- AUSGEWÄHLTER AUSZUG
Mittwoch, 06. April 2022
Es ist Karfreitag in Europa

Er trägt das Kreuz: ein Mann während einer Demonstration in Mainz gegen Russlands völkerrechtswidrigen Angriff auf die Ukraine. (Foto: picture alliance/dpa | Sebastian Gollnow)
In diesem Jahr steht die Karwoche wegen Putins brutalem Angriffskrieg unter ganz besonderen Vorzeichen
Krieg und Zerstörung, Flucht und Vertreibung lassen uns mehr als sonst spüren, dass das Kreuz Jesu nicht goldglänzend, sondern blutbefleckt ist.
Es gibt Religionen, die haben als Symbol einen Leuchter. Oder einen Halbmond. Oder einen in sich ruhenden Buddha. Wir Christen haben das Kreuz. Ein Marterwerkzeug, ein Symbol des Todes.

- ZIELE
• A. Erkläre anhand des Auszugs, warum die Karwoche in diesem Jahr unter besonderen Vorzeichen steht und was dadurch stärker als sonst spürbar wird.
• B. Welches Symbol haben die Christen laut dem Auszug, und wie wird es dort beschrieben?
• C. Gib den Abschnitt des Auszugs wortgetreu wieder, der mit den Worten „Mittwoch, 06. April“ beginnt und mit „alliance/dpa | Sebastian Gollnow)“ endet.

- GESAMMELTES MATERIAL

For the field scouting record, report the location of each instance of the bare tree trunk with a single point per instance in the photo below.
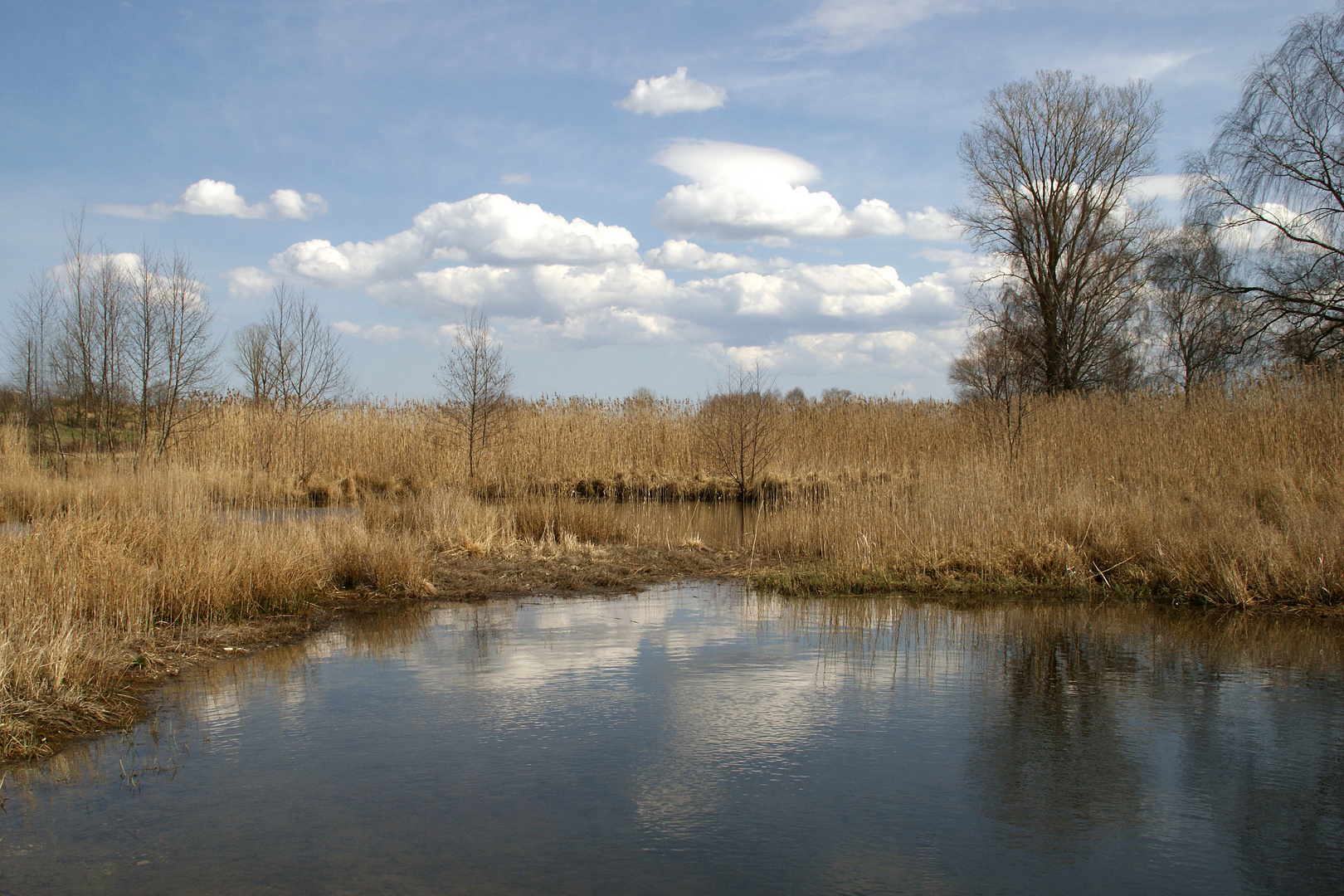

- LÖSUNGEN IM ÜBERBLICK
• A. Die Karwoche steht in diesem Jahr wegen Putins brutalem Angriffskrieg unter besonderen Vorzeichen. Krieg und Zerstörung, Flucht und Vertreibung lassen mehr als sonst spüren, dass das Kreuz Jesu nicht goldglänzend, sondern blutbefleckt ist.

• B. Die Christen haben das Kreuz, ein Marterwerkzeug und ein Symbol des Todes.

• C.
Mittwoch, 06. April 2022
Es ist Karfreitag in Europa

Er trägt das Kreuz: ein Mann während einer Demonstration in Mainz gegen Russlands völkerrechtswidrigen Angriff auf die Ukraine. (Foto: picture alliance/dpa | Sebastian Gollnow)